Recorded data:
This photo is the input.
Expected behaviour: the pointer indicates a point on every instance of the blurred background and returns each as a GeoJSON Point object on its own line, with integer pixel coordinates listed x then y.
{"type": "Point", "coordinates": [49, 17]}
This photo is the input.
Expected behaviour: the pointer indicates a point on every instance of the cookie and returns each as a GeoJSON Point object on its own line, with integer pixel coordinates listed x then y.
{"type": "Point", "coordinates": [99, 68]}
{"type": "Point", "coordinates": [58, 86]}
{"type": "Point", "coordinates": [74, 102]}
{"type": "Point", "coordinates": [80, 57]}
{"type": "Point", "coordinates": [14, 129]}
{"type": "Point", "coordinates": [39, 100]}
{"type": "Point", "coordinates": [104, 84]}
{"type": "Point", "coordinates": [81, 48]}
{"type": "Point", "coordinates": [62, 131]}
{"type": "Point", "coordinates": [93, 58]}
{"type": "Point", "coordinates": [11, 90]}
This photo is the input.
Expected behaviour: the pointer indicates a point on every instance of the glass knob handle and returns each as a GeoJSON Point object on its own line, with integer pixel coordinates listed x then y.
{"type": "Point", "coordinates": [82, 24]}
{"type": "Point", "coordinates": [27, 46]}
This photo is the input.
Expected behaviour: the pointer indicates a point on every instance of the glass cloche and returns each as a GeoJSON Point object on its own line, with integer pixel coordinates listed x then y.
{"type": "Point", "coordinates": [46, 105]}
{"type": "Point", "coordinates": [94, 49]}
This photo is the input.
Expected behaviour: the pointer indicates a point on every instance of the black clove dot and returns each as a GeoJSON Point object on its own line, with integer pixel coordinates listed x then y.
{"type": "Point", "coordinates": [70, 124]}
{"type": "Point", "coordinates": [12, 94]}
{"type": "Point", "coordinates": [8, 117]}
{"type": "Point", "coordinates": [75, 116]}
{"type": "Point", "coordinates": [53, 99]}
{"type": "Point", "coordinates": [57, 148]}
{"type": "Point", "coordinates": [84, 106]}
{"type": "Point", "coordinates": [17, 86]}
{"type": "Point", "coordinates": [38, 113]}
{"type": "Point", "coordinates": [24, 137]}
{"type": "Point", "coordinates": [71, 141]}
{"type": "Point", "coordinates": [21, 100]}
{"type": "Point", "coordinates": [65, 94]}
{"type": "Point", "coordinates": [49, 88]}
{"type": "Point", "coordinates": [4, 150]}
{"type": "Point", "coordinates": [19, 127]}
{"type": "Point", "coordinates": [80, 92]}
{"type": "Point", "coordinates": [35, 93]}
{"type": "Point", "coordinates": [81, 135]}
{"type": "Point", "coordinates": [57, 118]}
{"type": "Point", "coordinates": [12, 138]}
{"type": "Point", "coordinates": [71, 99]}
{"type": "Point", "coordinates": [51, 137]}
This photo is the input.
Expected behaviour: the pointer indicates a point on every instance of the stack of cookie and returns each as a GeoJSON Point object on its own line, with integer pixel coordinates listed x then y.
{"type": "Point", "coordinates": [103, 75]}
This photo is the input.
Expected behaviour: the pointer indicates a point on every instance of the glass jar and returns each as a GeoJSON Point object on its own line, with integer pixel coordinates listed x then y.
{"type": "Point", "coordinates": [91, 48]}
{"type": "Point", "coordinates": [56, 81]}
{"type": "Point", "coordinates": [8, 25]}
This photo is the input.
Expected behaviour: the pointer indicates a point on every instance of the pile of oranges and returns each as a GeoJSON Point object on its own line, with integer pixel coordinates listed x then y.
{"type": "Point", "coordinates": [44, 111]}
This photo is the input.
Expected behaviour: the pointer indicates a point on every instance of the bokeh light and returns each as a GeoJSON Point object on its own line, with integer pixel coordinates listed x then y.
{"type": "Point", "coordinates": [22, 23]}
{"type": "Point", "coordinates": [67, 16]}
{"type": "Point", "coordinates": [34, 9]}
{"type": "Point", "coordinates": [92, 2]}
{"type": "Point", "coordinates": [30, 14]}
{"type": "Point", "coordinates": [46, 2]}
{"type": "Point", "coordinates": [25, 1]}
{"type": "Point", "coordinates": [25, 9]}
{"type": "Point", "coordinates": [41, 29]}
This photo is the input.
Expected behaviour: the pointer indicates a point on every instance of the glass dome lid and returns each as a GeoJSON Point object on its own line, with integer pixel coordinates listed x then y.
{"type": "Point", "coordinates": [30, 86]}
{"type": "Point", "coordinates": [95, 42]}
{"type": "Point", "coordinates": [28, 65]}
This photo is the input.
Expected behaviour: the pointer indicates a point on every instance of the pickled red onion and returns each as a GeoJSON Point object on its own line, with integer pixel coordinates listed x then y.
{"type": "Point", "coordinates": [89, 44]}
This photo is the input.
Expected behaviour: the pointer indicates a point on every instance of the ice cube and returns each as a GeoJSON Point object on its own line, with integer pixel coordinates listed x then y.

EXERCISE OBJECTIVE: Send back every record, precisely as written.

FINISHED TASK:
This photo is the input.
Expected behaviour: the pointer indicates a point on every instance of the blurred background and returns each as a GeoJSON Point object on its own line, with integer pixel coordinates listed x then y.
{"type": "Point", "coordinates": [49, 17]}
This photo is the input.
Expected behaviour: the pointer indicates a point on every instance of the cookie and returns each as a GeoJSON Point object on its own line, with integer pixel coordinates listed x then y.
{"type": "Point", "coordinates": [99, 68]}
{"type": "Point", "coordinates": [58, 86]}
{"type": "Point", "coordinates": [74, 102]}
{"type": "Point", "coordinates": [80, 57]}
{"type": "Point", "coordinates": [14, 129]}
{"type": "Point", "coordinates": [39, 100]}
{"type": "Point", "coordinates": [104, 84]}
{"type": "Point", "coordinates": [81, 48]}
{"type": "Point", "coordinates": [62, 131]}
{"type": "Point", "coordinates": [93, 58]}
{"type": "Point", "coordinates": [11, 90]}
This photo is the input.
Expected behaviour: the pointer indicates a point on every instance of the glass knob handle and returns each as a GeoJSON Point object on its own line, with integer pixel coordinates listed x then y.
{"type": "Point", "coordinates": [82, 24]}
{"type": "Point", "coordinates": [27, 46]}
This photo is the input.
Expected behaviour: the pointer indicates a point on every instance of the glass cloche and returns each as a GeoJSON Point object on its own line, with integer pixel coordinates listed x then y.
{"type": "Point", "coordinates": [46, 105]}
{"type": "Point", "coordinates": [94, 49]}
This photo is the input.
Expected behaviour: the pointer indicates a point on every instance of the black clove dot and returns each as a GeoJSON Point object on its own line, with integer pixel coordinates listed x then y.
{"type": "Point", "coordinates": [70, 124]}
{"type": "Point", "coordinates": [12, 94]}
{"type": "Point", "coordinates": [8, 117]}
{"type": "Point", "coordinates": [75, 116]}
{"type": "Point", "coordinates": [53, 99]}
{"type": "Point", "coordinates": [57, 148]}
{"type": "Point", "coordinates": [84, 106]}
{"type": "Point", "coordinates": [17, 86]}
{"type": "Point", "coordinates": [38, 113]}
{"type": "Point", "coordinates": [24, 137]}
{"type": "Point", "coordinates": [71, 141]}
{"type": "Point", "coordinates": [21, 100]}
{"type": "Point", "coordinates": [65, 94]}
{"type": "Point", "coordinates": [49, 88]}
{"type": "Point", "coordinates": [4, 150]}
{"type": "Point", "coordinates": [19, 127]}
{"type": "Point", "coordinates": [80, 92]}
{"type": "Point", "coordinates": [35, 93]}
{"type": "Point", "coordinates": [81, 135]}
{"type": "Point", "coordinates": [57, 118]}
{"type": "Point", "coordinates": [12, 138]}
{"type": "Point", "coordinates": [71, 99]}
{"type": "Point", "coordinates": [51, 137]}
This photo is the input.
Expected behaviour: the pointer indicates a point on every instance of the stack of cookie and returns each as a GeoJSON Point object on its own line, with integer pixel coordinates listed x then y.
{"type": "Point", "coordinates": [103, 75]}
This photo is the input.
Expected behaviour: the pointer indicates a point on every instance of the glass jar and returns each as a GeoJSON Point object on its own line, with integer pixel coordinates listed x then y.
{"type": "Point", "coordinates": [91, 48]}
{"type": "Point", "coordinates": [56, 81]}
{"type": "Point", "coordinates": [8, 25]}
This photo is the input.
Expected behaviour: the pointer indicates a point on every instance of the pile of oranges and returns each as a GeoJSON Point object on its own line, with integer pixel coordinates listed x then y.
{"type": "Point", "coordinates": [44, 111]}
This photo is the input.
Expected behaviour: the pointer indicates a point on every instance of the bokeh light and returns each as a GeoJSON Point object on its own line, with integer pixel coordinates listed x then y.
{"type": "Point", "coordinates": [22, 23]}
{"type": "Point", "coordinates": [67, 16]}
{"type": "Point", "coordinates": [34, 9]}
{"type": "Point", "coordinates": [92, 2]}
{"type": "Point", "coordinates": [30, 14]}
{"type": "Point", "coordinates": [46, 2]}
{"type": "Point", "coordinates": [25, 1]}
{"type": "Point", "coordinates": [25, 9]}
{"type": "Point", "coordinates": [41, 29]}
This photo is the input.
Expected behaviour: the pointer indicates a point on every instance of the glass dome lid and returns each as a GeoJSON Point object on its own line, with integer pixel coordinates listed x then y.
{"type": "Point", "coordinates": [30, 86]}
{"type": "Point", "coordinates": [95, 42]}
{"type": "Point", "coordinates": [28, 65]}
This photo is the input.
Expected behaviour: the pointer indicates a point on every instance of the pickled red onion and returns each as a GeoJSON Point object on its own line, with integer pixel coordinates listed x then y.
{"type": "Point", "coordinates": [89, 44]}
This photo is the input.
Expected behaviour: the pointer indicates a point on every instance of the ice cube and returns each as a GeoJSON Point object on its own line, with integer pixel coordinates listed x then y.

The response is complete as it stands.